> **INSTRUCTION**:
Copy the data below exactly, omitting any picture it contains.

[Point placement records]
------------------------------------------------------------

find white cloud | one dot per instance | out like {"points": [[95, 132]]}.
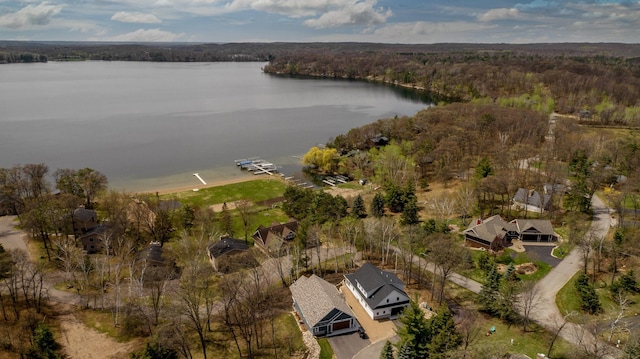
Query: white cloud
{"points": [[144, 35], [135, 17], [30, 15], [499, 14], [357, 13], [331, 12]]}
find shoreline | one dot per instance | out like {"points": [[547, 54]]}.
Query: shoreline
{"points": [[215, 183]]}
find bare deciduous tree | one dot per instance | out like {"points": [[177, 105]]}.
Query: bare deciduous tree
{"points": [[528, 299]]}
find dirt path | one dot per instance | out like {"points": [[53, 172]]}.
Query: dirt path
{"points": [[81, 342], [78, 341]]}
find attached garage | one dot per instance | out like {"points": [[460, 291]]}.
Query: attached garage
{"points": [[321, 307], [345, 324]]}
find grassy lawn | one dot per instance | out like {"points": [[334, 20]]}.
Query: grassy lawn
{"points": [[563, 250], [569, 301], [479, 275], [325, 349], [529, 343], [254, 191]]}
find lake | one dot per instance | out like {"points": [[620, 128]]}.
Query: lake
{"points": [[152, 125]]}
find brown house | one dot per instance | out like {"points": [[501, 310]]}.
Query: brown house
{"points": [[272, 240], [93, 240], [492, 233]]}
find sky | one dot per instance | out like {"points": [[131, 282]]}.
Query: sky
{"points": [[386, 21]]}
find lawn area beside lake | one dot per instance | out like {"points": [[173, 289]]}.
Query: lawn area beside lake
{"points": [[255, 191]]}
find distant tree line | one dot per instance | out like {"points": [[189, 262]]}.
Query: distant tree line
{"points": [[603, 89]]}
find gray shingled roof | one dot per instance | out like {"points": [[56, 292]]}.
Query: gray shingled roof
{"points": [[226, 245], [317, 298], [376, 282], [540, 225], [532, 198], [490, 228]]}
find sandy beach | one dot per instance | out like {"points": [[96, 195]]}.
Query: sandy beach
{"points": [[215, 183]]}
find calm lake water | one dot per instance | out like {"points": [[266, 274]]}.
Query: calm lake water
{"points": [[152, 125]]}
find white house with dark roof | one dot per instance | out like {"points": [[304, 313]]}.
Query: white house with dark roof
{"points": [[380, 293], [321, 307], [535, 230]]}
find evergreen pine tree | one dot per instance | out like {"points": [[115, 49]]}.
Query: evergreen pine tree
{"points": [[589, 300], [377, 205], [406, 352], [414, 331], [226, 225], [410, 213], [445, 337], [44, 345], [489, 294], [387, 351]]}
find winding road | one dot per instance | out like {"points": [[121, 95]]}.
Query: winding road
{"points": [[546, 312]]}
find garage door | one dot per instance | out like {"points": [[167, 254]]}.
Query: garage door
{"points": [[341, 325]]}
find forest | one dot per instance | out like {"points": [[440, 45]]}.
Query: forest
{"points": [[511, 117]]}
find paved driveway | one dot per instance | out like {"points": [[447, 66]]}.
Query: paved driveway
{"points": [[375, 329], [346, 346], [350, 345], [542, 252]]}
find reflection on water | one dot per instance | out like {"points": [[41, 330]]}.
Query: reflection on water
{"points": [[151, 125]]}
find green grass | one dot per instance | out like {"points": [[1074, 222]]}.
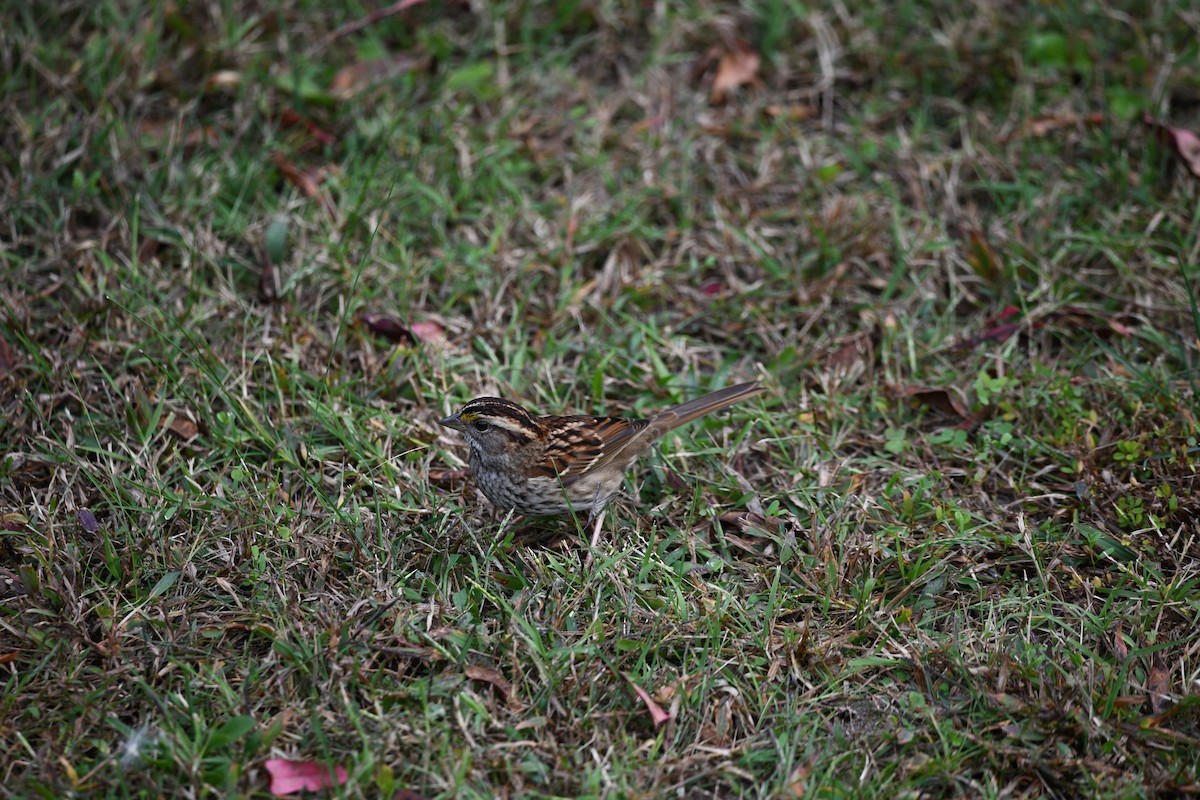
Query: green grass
{"points": [[228, 534]]}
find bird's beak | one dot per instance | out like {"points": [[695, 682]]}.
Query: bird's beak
{"points": [[453, 421]]}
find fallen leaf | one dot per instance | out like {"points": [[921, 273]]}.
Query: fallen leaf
{"points": [[184, 428], [427, 331], [370, 19], [1120, 649], [13, 521], [983, 258], [1158, 686], [9, 358], [11, 585], [736, 66], [223, 79], [354, 78], [490, 675], [852, 350], [658, 716], [945, 401], [291, 776], [798, 780], [1047, 124], [306, 180], [387, 328], [749, 522], [675, 481], [291, 119], [448, 475], [1185, 143]]}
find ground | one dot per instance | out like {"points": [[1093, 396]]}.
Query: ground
{"points": [[255, 251]]}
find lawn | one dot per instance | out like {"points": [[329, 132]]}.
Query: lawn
{"points": [[253, 252]]}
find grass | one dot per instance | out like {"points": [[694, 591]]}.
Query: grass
{"points": [[941, 558]]}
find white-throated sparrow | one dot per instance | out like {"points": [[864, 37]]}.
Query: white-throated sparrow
{"points": [[553, 464]]}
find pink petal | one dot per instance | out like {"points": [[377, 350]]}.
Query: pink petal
{"points": [[289, 776]]}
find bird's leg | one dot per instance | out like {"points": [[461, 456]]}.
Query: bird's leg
{"points": [[598, 516]]}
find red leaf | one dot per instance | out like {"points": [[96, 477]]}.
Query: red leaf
{"points": [[1185, 143], [489, 675], [940, 400], [289, 776], [306, 180], [427, 331], [448, 475], [1158, 686], [737, 66], [9, 359], [388, 328], [357, 77], [291, 119], [658, 715]]}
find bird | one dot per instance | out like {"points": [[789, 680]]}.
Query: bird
{"points": [[546, 465]]}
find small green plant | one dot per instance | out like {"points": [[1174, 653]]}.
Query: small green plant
{"points": [[1127, 452], [1131, 512]]}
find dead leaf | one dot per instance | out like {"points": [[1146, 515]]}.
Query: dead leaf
{"points": [[370, 19], [658, 716], [1120, 649], [354, 78], [1047, 124], [291, 119], [1158, 686], [11, 585], [1185, 143], [13, 521], [675, 481], [448, 475], [737, 66], [306, 180], [223, 79], [749, 522], [388, 328], [852, 350], [9, 358], [983, 258], [292, 776], [159, 133], [184, 428], [490, 675], [427, 332], [799, 779], [947, 401]]}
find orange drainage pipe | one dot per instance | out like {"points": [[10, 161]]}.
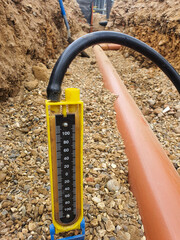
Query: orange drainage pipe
{"points": [[153, 179], [110, 46]]}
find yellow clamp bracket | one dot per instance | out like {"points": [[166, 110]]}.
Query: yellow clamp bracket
{"points": [[65, 142]]}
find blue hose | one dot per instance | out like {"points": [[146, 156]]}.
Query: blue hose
{"points": [[54, 87]]}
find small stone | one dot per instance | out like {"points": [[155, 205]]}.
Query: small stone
{"points": [[4, 231], [151, 102], [94, 222], [41, 72], [32, 226], [4, 212], [41, 209], [31, 85], [101, 232], [101, 205], [177, 130], [13, 209], [20, 235], [113, 185], [110, 226], [112, 204], [113, 165], [96, 199]]}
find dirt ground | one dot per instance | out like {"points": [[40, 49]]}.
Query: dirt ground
{"points": [[155, 22], [32, 36]]}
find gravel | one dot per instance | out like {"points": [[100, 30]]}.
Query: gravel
{"points": [[110, 209]]}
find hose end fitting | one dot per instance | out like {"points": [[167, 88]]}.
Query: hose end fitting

------------------------------------------------------------

> **FINAL ANSWER**:
find white cloud | one dot per instance | out like {"points": [[95, 132]]}.
Query: white cloud
{"points": [[144, 35], [135, 17], [30, 15], [499, 14], [357, 13], [331, 12]]}
find shoreline | one dot per instance | out like {"points": [[547, 54]]}.
Query: shoreline
{"points": [[215, 183]]}
find bare deciduous tree | one dot per instance | out like {"points": [[177, 105]]}.
Query: bare deciduous tree
{"points": [[528, 299]]}
find dirt path | one dot per instance | out like {"points": [[53, 172]]}.
Query: dirt path
{"points": [[81, 342], [78, 341]]}
find attached garage | one dot per instance | out like {"points": [[460, 291]]}.
Query: attached garage
{"points": [[321, 307], [345, 324]]}
find grassy lawn | one dot per instance | out like {"points": [[334, 20]]}.
Query: grassy lawn
{"points": [[563, 250], [569, 301], [479, 275], [325, 349], [529, 343], [254, 191]]}
find lake | one dot per instance | out like {"points": [[620, 128]]}.
Query: lake
{"points": [[152, 125]]}
find brown house | one dot per instance | out like {"points": [[501, 310]]}.
Query: brown house
{"points": [[272, 240], [93, 240], [492, 233]]}
find sky | one dot per instance | out like {"points": [[131, 282]]}.
Query: sky
{"points": [[386, 21]]}
find lawn area beside lake | one dot per instance | out like {"points": [[173, 289]]}.
Query: lawn area beside lake
{"points": [[255, 191]]}
find distant tree line | one dot per instance | out like {"points": [[189, 262]]}.
Query: distant tree line
{"points": [[603, 89]]}
find gray shingled roof | one dot per instance | out like {"points": [[56, 292]]}.
Query: gray shingled roof
{"points": [[226, 245], [317, 298], [376, 282], [540, 225], [532, 198], [490, 228]]}
find sandy beach | one dot per instance | out like {"points": [[96, 195]]}.
Query: sandy beach
{"points": [[215, 183]]}
find calm lake water | one dot per instance | out like {"points": [[266, 274]]}.
Query: calm lake water
{"points": [[152, 125]]}
find white house with dark roof | one dot per instance | out like {"points": [[304, 313]]}.
Query: white house with dark roof
{"points": [[380, 293], [321, 307], [535, 230]]}
find evergreen pine tree | one dot per instance | out like {"points": [[115, 49]]}.
Query: evergreen pine tree
{"points": [[589, 300], [377, 205], [406, 352], [414, 331], [226, 225], [410, 213], [445, 337], [44, 345], [489, 294], [387, 351]]}
find winding road | one dot per instance | out like {"points": [[121, 95]]}.
Query: winding road
{"points": [[546, 312]]}
find garage door | one dot per instance | out like {"points": [[167, 254]]}.
Query: garage door
{"points": [[341, 325]]}
find forest | one dot per instance | out like {"points": [[440, 45]]}.
Query: forest
{"points": [[511, 117]]}
find paved driveway | one dot per instance | out like {"points": [[447, 66]]}.
Query: paved driveway
{"points": [[375, 329], [346, 346], [350, 345], [542, 252]]}
find reflection on water | one dot per instance | out like {"points": [[41, 330]]}.
Query: reflection on water
{"points": [[151, 125]]}
find green grass | one dot per instance | out like {"points": [[1074, 222]]}.
Query: green grass
{"points": [[228, 534]]}
find bird's beak | one dot per instance | out like {"points": [[695, 682]]}.
Query: bird's beak
{"points": [[453, 421]]}
find fallen leaf | one dot per instance | out like {"points": [[921, 273]]}.
Query: fallen leaf
{"points": [[184, 428], [427, 331], [370, 19], [1120, 649], [13, 521], [983, 258], [1158, 686], [9, 358], [11, 585], [736, 66], [223, 79], [354, 78], [490, 675], [852, 350], [658, 716], [945, 401], [291, 776], [798, 780], [1047, 124], [306, 180], [387, 328], [749, 522], [675, 481], [291, 119], [448, 475], [1185, 143]]}
find ground | one dot per instance | out like {"points": [[1093, 396]]}.
Query: ground
{"points": [[255, 251]]}
find lawn | one dot per instance | out like {"points": [[329, 132]]}.
Query: lawn
{"points": [[253, 252]]}
find grass | one dot per instance | out like {"points": [[694, 591]]}.
Query: grass
{"points": [[941, 558]]}
find white-throated sparrow | one dot per instance | out like {"points": [[864, 37]]}.
Query: white-throated sparrow
{"points": [[553, 464]]}
find pink petal | one dot per instance | out like {"points": [[377, 350]]}.
Query: pink petal
{"points": [[289, 776]]}
find bird's leg | one dot per instance | out like {"points": [[461, 456]]}.
Query: bird's leg
{"points": [[598, 516]]}
find red leaf | one dot per instance | out like {"points": [[96, 477]]}.
Query: red leaf
{"points": [[1185, 143], [489, 675], [940, 400], [289, 776], [306, 180], [427, 331], [448, 475], [1158, 686], [737, 66], [9, 359], [388, 328], [357, 77], [291, 119], [658, 715]]}
find bird | one dot per instance | out like {"points": [[789, 680]]}.
Query: bird
{"points": [[546, 465]]}
find small green plant | one dot per instance | out like {"points": [[1174, 653]]}.
Query: small green plant
{"points": [[1127, 452], [1131, 512]]}
find dead leaf | one dot per instance | out like {"points": [[1146, 515]]}.
Query: dead leaf
{"points": [[370, 19], [658, 716], [1120, 649], [354, 78], [1047, 124], [291, 119], [1158, 686], [11, 585], [1185, 143], [13, 521], [675, 481], [448, 475], [737, 66], [306, 180], [223, 79], [749, 522], [388, 328], [852, 350], [9, 358], [983, 258], [292, 776], [159, 133], [184, 428], [490, 675], [427, 332], [799, 779], [947, 401]]}
find orange drainage pipe | one dot per instance | out like {"points": [[10, 161]]}.
Query: orange drainage pipe
{"points": [[153, 179], [110, 46]]}
find yellow clamp bracket | one dot per instance | out like {"points": [[166, 110]]}.
Query: yellow clamp bracket
{"points": [[65, 142]]}
find blue hose | one dot per instance | out like {"points": [[146, 156]]}.
Query: blue hose
{"points": [[54, 87]]}
find small stone | one dot per instance | out like {"points": [[155, 205]]}.
Query: small stone
{"points": [[4, 231], [151, 102], [94, 222], [41, 72], [32, 226], [4, 212], [41, 209], [31, 85], [101, 232], [101, 205], [177, 130], [13, 209], [20, 235], [113, 185], [110, 226], [112, 204], [113, 165], [96, 199]]}
find dirt ground | one dot per instance | out like {"points": [[40, 49]]}.
Query: dirt ground
{"points": [[155, 22], [32, 36]]}
find gravel | one dot per instance | out like {"points": [[100, 30]]}.
Query: gravel
{"points": [[110, 209]]}
find hose end fitting | one dot per instance | out like {"points": [[167, 88]]}.
Query: hose end fitting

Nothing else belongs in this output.